Begin
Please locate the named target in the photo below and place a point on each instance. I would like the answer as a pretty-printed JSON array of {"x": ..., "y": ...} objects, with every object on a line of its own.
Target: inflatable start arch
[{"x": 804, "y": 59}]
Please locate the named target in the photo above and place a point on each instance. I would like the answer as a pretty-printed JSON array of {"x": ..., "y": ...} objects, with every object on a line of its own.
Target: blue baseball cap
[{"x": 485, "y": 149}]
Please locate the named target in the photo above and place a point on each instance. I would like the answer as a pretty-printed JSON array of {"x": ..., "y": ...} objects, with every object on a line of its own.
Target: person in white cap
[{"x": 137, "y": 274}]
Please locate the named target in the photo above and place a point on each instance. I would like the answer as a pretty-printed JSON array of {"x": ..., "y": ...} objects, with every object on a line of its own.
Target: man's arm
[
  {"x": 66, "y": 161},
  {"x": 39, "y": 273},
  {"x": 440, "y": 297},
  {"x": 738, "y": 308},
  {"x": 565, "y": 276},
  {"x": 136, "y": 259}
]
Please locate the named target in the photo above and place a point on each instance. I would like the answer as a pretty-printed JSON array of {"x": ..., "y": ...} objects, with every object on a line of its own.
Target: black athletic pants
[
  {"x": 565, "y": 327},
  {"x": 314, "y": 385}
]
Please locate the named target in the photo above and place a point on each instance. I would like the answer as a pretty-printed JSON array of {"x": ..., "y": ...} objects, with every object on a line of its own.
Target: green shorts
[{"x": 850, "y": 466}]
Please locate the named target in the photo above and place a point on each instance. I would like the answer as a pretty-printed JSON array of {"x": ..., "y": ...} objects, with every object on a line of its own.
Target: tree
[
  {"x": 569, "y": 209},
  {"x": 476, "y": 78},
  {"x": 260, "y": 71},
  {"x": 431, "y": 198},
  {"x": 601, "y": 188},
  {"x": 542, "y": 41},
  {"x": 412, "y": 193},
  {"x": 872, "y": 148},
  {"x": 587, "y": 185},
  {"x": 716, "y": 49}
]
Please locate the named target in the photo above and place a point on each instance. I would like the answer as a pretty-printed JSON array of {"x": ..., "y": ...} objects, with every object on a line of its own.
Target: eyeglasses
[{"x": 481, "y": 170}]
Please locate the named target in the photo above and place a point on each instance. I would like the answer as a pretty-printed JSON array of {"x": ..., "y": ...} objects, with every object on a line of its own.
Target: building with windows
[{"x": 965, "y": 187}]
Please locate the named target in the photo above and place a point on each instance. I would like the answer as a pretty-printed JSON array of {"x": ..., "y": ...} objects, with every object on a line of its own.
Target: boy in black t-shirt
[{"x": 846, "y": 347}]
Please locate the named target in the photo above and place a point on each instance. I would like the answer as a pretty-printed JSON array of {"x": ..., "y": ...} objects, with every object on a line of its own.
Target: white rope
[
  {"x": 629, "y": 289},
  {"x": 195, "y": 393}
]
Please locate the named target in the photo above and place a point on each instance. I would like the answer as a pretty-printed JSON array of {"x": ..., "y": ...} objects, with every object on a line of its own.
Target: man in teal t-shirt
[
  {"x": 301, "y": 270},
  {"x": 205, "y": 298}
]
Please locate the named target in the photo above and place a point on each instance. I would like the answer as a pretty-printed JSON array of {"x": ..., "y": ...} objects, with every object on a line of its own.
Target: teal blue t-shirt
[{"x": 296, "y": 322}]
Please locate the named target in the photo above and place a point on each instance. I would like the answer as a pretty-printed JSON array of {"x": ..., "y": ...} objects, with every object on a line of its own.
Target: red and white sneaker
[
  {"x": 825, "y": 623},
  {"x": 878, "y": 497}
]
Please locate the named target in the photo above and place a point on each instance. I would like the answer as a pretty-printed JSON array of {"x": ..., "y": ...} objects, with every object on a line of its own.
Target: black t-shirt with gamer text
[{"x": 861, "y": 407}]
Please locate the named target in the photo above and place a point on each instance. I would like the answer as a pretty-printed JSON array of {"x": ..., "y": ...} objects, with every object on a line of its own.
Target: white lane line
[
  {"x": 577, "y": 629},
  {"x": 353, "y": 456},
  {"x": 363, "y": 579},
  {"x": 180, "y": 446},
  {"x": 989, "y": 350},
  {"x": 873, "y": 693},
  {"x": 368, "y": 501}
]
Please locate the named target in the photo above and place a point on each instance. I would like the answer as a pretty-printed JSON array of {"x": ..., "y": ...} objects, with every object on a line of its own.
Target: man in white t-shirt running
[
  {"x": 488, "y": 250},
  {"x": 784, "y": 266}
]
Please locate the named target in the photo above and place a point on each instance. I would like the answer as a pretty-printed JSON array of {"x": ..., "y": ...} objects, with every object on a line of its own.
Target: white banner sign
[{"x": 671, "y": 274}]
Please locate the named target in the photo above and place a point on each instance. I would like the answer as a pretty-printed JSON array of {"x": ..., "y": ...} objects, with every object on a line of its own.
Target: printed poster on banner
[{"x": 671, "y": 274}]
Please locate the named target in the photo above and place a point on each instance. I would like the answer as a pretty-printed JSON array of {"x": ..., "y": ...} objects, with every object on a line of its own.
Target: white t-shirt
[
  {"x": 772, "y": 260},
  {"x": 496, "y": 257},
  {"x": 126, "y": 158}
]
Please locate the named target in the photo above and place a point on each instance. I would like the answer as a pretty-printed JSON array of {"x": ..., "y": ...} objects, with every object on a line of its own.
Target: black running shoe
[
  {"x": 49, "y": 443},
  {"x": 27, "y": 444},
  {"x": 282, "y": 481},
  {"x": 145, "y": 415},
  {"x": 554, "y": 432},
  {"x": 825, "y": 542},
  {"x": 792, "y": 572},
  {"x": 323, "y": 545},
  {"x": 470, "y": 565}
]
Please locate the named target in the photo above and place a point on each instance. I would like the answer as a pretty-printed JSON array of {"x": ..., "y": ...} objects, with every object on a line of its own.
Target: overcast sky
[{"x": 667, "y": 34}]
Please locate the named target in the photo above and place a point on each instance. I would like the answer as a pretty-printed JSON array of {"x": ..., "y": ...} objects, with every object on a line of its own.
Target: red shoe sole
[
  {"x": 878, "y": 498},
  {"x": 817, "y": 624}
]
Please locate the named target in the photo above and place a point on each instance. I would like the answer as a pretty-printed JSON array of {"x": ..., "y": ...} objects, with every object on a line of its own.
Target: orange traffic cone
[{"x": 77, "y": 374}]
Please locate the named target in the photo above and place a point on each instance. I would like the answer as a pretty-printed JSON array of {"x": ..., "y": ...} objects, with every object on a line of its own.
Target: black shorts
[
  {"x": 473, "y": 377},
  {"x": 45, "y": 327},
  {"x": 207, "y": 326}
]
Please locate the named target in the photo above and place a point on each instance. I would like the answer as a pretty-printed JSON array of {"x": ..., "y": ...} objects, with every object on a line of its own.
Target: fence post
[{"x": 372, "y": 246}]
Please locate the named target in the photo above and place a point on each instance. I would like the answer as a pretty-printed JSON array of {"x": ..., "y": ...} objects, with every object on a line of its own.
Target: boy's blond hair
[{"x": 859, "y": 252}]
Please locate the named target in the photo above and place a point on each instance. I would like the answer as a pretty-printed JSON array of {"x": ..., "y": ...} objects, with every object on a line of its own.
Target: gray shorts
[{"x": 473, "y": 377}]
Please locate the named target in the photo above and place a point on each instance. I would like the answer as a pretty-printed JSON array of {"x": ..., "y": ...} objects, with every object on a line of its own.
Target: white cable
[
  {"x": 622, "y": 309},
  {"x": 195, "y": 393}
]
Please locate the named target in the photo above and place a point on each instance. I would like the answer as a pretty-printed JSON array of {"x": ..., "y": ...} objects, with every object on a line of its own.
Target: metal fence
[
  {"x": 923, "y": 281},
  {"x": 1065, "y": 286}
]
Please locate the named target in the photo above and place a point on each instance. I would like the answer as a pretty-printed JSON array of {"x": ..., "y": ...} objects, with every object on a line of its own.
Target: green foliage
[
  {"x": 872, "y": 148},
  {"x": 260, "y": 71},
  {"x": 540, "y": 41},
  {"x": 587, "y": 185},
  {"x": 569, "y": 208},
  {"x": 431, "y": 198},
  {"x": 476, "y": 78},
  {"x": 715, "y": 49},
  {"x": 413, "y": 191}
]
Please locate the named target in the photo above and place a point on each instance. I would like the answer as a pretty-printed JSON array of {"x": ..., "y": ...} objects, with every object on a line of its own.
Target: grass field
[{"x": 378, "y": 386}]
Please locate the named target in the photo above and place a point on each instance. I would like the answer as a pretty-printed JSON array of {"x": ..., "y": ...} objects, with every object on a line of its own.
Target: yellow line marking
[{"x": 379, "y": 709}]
End
Task requirements
Extract every line of the rows above that contains the string "shorts", copying each line unchanged. Matching is case-sensitive.

Output of the task
Target: green shorts
Target: black shorts
Target: gray shorts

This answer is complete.